▸ PROBLEM STATEMENT
Write out the lines below exactly, starting with the line that contains "task: provide the mask of every instance of the calm" and going on through the last line.

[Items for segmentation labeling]
· · · · ·

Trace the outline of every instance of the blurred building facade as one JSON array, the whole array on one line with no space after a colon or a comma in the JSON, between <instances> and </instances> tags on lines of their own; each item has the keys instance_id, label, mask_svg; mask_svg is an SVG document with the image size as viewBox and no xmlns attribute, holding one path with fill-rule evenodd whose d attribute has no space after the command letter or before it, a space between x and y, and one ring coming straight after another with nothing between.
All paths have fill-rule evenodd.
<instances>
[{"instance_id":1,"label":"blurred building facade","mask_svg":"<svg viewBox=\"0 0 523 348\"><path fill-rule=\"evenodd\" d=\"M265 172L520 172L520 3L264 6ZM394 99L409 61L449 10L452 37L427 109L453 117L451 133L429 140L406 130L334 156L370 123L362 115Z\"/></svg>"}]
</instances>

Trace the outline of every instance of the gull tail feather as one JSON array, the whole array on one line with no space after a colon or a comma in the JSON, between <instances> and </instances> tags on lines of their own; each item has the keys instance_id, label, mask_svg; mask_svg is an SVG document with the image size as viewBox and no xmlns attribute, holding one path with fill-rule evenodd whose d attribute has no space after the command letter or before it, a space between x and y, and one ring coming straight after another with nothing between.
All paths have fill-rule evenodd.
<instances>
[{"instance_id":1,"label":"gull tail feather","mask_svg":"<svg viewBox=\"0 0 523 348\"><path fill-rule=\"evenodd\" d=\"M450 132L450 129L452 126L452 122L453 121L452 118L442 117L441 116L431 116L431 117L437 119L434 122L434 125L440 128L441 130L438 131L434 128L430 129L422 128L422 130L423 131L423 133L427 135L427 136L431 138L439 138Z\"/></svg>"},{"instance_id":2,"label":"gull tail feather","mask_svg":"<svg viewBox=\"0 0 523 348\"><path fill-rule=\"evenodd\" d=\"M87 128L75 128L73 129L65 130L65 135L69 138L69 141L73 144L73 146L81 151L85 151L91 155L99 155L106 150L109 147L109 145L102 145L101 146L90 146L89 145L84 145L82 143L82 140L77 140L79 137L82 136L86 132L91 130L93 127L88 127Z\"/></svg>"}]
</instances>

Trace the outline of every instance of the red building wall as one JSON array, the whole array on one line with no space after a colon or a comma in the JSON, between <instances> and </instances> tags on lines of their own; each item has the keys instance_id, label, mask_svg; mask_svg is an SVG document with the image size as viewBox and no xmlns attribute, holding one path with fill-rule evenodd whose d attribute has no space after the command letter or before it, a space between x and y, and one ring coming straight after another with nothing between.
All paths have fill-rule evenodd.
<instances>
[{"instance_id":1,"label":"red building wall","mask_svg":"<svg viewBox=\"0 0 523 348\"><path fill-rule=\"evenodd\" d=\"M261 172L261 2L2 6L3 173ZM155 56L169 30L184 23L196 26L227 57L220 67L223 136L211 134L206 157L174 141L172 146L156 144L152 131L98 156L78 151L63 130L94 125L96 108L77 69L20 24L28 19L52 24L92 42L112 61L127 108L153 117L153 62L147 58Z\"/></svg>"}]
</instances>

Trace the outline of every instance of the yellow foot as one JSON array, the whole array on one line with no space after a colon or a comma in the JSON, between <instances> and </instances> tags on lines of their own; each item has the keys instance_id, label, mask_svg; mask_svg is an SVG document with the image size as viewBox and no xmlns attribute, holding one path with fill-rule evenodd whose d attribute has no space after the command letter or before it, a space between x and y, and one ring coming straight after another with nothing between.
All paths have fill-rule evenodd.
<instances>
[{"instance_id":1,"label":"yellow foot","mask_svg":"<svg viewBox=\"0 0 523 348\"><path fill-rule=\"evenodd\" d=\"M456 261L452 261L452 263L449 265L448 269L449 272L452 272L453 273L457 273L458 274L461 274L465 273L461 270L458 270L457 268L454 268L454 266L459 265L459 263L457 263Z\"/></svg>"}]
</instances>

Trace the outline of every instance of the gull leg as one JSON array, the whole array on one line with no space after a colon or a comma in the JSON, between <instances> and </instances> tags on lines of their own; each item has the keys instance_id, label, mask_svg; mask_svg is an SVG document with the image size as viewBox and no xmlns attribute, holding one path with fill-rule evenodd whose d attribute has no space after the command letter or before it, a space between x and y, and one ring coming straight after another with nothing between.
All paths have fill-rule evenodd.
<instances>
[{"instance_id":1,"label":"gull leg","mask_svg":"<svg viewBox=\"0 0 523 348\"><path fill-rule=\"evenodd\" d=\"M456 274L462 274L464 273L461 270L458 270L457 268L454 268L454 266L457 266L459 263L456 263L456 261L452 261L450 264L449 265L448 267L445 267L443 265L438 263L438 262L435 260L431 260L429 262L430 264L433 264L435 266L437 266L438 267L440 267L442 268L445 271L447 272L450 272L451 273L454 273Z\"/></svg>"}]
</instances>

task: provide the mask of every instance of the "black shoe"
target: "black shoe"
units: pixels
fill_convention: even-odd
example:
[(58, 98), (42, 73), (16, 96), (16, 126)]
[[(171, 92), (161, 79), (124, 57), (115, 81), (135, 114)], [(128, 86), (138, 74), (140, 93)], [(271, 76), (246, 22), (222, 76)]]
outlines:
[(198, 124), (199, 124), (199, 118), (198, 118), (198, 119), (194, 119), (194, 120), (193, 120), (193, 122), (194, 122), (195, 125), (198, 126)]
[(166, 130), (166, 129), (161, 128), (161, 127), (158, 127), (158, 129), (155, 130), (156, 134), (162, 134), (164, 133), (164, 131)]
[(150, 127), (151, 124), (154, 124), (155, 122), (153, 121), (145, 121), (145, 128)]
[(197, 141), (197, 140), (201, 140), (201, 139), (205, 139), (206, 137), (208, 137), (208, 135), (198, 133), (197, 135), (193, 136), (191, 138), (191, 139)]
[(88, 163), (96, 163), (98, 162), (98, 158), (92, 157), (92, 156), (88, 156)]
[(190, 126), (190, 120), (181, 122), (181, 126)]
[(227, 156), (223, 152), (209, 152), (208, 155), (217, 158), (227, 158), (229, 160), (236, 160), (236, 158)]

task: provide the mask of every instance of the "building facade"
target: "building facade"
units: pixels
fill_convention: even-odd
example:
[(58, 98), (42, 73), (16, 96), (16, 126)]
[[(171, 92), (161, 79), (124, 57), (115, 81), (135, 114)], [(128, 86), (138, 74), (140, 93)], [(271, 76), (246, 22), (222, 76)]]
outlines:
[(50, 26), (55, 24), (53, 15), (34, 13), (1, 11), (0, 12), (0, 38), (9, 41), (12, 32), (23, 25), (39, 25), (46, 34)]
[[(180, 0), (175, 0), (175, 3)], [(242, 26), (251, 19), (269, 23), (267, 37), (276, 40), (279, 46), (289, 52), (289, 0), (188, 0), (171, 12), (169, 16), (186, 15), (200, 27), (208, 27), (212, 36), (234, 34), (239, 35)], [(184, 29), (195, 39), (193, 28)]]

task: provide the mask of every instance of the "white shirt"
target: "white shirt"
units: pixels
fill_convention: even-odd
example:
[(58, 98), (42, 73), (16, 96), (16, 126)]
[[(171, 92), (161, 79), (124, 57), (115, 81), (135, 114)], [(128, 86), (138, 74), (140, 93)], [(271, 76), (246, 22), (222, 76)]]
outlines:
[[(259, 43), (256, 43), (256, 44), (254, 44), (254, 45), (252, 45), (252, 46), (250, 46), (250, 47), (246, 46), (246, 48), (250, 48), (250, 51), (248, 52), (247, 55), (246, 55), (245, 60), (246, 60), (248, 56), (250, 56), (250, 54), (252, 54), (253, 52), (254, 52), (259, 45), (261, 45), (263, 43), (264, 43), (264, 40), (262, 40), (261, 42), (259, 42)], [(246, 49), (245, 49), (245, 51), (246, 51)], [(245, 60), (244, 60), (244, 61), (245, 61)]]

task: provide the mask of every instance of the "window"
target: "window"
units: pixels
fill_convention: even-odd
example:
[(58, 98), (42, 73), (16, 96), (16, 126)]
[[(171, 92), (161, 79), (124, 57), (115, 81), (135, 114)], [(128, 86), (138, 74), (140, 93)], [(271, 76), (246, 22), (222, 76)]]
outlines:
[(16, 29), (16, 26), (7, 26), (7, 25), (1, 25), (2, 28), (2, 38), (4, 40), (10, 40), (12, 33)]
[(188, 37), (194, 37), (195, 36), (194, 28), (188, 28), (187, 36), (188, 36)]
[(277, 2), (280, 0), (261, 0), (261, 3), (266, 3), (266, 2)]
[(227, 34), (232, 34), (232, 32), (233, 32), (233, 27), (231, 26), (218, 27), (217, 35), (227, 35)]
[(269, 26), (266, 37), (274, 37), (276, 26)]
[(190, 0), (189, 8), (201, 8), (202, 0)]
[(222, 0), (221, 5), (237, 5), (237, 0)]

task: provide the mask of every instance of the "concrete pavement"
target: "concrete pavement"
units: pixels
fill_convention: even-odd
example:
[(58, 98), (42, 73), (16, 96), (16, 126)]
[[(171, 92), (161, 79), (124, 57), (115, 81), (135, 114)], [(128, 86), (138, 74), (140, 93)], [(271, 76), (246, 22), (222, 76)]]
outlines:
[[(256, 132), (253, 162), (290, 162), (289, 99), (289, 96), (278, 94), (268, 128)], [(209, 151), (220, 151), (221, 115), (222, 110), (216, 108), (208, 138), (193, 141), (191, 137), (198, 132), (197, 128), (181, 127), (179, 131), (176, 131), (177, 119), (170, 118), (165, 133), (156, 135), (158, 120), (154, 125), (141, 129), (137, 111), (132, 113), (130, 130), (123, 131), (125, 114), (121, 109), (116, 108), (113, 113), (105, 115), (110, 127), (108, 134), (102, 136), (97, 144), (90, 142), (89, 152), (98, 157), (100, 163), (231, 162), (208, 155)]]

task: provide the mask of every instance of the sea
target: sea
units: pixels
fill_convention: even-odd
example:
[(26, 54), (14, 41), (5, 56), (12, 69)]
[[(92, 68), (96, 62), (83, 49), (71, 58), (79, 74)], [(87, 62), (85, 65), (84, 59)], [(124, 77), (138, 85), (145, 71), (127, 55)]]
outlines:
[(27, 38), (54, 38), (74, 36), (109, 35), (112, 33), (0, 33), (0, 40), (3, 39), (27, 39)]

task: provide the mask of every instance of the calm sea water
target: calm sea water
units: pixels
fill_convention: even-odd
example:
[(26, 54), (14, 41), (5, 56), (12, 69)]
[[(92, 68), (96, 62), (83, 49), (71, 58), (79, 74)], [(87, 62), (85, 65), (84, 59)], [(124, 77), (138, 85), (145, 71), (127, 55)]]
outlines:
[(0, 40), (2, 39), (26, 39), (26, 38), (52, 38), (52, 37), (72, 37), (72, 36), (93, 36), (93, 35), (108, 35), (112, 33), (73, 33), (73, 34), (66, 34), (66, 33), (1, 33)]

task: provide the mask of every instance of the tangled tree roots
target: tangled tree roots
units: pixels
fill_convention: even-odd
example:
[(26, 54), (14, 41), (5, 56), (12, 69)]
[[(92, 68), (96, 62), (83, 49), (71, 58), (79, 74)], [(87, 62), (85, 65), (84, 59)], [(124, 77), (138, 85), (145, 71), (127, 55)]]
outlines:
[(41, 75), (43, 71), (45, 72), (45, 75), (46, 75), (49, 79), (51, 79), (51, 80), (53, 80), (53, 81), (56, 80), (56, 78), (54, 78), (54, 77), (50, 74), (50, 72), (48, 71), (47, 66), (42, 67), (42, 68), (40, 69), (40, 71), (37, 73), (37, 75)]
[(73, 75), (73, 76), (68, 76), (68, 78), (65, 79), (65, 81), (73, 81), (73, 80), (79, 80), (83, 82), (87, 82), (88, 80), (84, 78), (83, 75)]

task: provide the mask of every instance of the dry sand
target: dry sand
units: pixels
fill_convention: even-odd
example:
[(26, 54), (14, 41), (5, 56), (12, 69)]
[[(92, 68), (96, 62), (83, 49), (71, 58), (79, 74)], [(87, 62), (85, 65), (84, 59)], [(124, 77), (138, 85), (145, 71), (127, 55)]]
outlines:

· · · · ·

▸ WRITTEN SOLUTION
task: provide the mask of every instance of the calm sea water
target: calm sea water
units: pixels
fill_convention: even-odd
example:
[(26, 54), (14, 41), (5, 56), (12, 69)]
[[(92, 68), (96, 62), (83, 49), (71, 58), (79, 74)], [(87, 62), (85, 65), (84, 59)], [(124, 77), (138, 85), (145, 71), (127, 55)]]
outlines:
[(0, 40), (2, 39), (26, 39), (26, 38), (52, 38), (52, 37), (72, 37), (72, 36), (93, 36), (93, 35), (108, 35), (112, 33), (73, 33), (73, 34), (66, 34), (66, 33), (1, 33)]

task: provide the mask of every instance of the tangled tree roots
target: tangled tree roots
units: pixels
fill_convention: even-odd
example:
[(26, 54), (14, 41), (5, 56), (12, 69)]
[[(92, 68), (96, 62), (83, 49), (71, 58), (79, 74)], [(87, 62), (85, 65), (84, 59)], [(124, 77), (138, 85), (145, 71), (127, 55)]]
outlines:
[(41, 75), (43, 71), (45, 72), (45, 75), (46, 75), (49, 79), (51, 79), (51, 80), (53, 80), (53, 81), (56, 80), (56, 78), (54, 78), (54, 77), (50, 74), (50, 72), (48, 71), (47, 66), (42, 67), (42, 68), (40, 69), (40, 71), (37, 73), (37, 75)]
[(73, 75), (73, 76), (68, 76), (68, 78), (65, 79), (65, 81), (73, 81), (73, 80), (79, 80), (83, 82), (87, 82), (88, 80), (84, 78), (83, 75)]

task: provide the mask of every instance of the dry sand
target: dry sand
units: pixels
fill_convention: even-odd
example:
[(26, 54), (14, 41), (5, 56), (12, 69)]
[[(92, 68), (96, 62), (83, 49), (71, 58), (79, 74)], [(87, 62), (85, 65), (84, 59)], [(124, 77), (138, 85), (145, 71), (127, 55)]]
outlines:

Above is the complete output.